[Start of section]
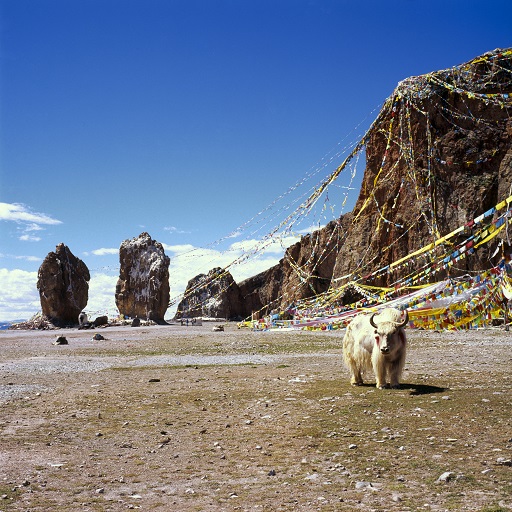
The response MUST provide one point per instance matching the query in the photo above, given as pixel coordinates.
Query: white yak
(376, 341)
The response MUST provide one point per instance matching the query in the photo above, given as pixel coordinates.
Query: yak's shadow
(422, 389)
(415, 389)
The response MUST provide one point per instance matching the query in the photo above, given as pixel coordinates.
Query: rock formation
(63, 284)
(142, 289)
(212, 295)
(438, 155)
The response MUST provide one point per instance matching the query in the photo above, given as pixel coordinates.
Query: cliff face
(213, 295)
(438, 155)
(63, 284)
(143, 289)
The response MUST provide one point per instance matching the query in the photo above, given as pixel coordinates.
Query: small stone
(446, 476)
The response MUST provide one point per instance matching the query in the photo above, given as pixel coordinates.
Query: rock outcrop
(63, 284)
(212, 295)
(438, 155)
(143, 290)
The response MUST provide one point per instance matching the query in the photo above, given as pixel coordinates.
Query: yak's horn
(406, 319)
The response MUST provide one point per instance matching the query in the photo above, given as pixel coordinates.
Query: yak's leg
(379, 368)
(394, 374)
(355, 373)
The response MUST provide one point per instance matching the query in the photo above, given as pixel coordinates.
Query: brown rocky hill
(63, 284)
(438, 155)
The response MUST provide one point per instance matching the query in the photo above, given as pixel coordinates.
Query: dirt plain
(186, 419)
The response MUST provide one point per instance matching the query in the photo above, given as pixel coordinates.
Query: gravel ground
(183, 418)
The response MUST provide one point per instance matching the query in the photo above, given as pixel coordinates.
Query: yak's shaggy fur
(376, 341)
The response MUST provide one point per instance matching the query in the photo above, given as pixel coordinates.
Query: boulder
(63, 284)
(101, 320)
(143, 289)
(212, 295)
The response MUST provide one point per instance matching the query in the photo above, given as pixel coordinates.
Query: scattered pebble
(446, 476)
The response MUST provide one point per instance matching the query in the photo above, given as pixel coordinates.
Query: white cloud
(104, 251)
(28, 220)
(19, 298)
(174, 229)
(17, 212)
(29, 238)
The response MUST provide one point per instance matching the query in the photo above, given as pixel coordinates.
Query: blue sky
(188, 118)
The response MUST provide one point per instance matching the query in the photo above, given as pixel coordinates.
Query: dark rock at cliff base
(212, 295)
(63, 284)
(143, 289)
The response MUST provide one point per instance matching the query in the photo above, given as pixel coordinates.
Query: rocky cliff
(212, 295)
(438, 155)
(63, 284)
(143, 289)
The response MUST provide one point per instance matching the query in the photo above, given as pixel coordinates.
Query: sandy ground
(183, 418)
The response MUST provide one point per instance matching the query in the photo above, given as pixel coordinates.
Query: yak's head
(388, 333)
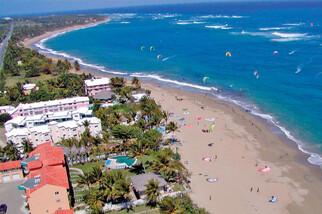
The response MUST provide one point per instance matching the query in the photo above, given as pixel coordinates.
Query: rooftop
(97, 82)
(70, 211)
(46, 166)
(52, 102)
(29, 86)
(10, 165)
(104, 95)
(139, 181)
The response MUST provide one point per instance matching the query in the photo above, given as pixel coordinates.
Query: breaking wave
[End of section]
[Start of section]
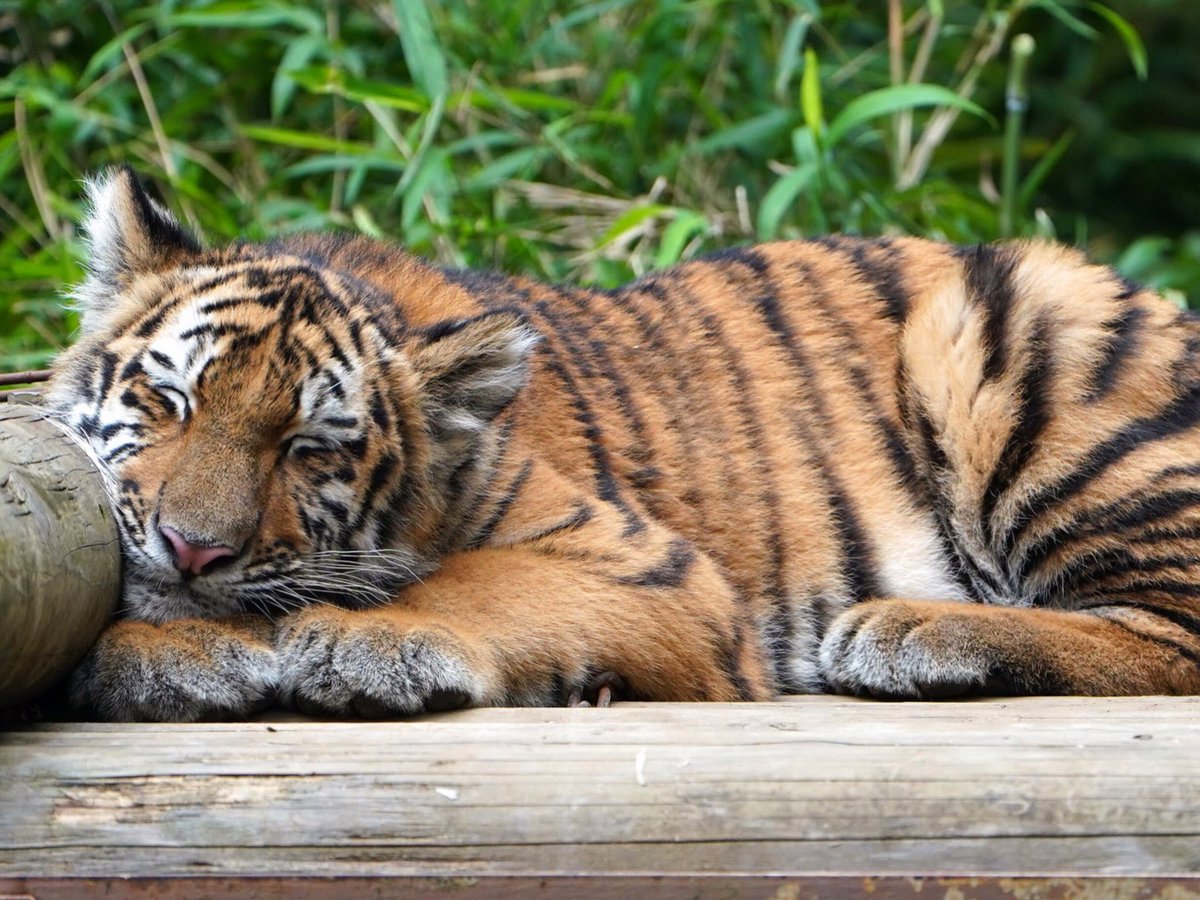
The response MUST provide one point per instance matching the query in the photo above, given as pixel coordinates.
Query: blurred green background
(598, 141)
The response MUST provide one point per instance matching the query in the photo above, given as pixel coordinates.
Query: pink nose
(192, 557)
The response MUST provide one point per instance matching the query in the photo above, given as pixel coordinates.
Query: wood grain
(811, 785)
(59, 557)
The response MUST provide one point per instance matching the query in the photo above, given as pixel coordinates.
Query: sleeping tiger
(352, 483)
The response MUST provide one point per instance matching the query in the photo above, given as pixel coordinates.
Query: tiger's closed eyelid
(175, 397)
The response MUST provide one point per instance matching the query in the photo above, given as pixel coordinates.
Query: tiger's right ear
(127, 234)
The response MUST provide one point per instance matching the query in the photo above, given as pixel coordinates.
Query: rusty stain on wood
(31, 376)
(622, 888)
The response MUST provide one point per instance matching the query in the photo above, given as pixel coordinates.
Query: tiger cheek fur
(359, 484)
[End of section]
[Start of section]
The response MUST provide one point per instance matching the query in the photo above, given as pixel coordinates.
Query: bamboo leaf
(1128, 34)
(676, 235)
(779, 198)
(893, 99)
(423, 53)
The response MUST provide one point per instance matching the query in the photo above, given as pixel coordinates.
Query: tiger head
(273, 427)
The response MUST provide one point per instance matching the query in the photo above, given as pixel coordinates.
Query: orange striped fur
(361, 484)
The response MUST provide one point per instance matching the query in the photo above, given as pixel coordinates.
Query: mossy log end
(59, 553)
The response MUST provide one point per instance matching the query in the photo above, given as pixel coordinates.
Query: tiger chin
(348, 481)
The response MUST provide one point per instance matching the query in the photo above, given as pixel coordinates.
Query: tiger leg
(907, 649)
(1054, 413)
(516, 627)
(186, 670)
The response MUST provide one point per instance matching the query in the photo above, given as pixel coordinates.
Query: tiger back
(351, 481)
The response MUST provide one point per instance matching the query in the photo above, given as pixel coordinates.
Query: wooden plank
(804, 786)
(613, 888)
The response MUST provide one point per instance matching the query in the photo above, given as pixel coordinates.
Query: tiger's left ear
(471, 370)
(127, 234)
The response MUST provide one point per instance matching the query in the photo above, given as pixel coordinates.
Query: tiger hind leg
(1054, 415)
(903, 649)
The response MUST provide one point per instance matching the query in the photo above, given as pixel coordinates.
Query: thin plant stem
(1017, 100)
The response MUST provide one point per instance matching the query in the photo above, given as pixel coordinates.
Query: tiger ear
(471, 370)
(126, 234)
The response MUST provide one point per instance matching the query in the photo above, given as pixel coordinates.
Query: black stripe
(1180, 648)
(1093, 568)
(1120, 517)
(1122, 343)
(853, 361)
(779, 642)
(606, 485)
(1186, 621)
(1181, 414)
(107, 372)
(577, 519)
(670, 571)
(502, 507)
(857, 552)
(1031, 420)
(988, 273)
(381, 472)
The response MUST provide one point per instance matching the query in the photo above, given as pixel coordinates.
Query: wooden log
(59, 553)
[End of section]
Return exactly the part of the listing above that opens with the line containing "Query: dark rock at cliff base" and closes with the line containing "Query: breaking wave". Pictures stay out.

Query: dark rock at cliff base
(212, 295)
(63, 284)
(143, 289)
The response MUST provide one point per instance matching the query in the photo above, given as pixel coordinates.
Query: rocky cliff
(212, 295)
(438, 155)
(63, 284)
(143, 289)
The response MUST provide one point per instance matching the query in the photo above, given as pixel coordinates.
Query: sandy ground
(183, 418)
The response MUST provide one point per instance matching the query in the photo above, given as pixel coordinates.
Query: yak's head
(388, 333)
The response MUST provide one point per instance matching the query in the photo above, given as pixel coordinates.
Query: rooftop
(97, 82)
(70, 211)
(46, 166)
(52, 102)
(29, 86)
(10, 165)
(104, 95)
(139, 181)
The response MUST provide one point per instance matching the query in the photo above, given as pixel coordinates.
Query: breaking wave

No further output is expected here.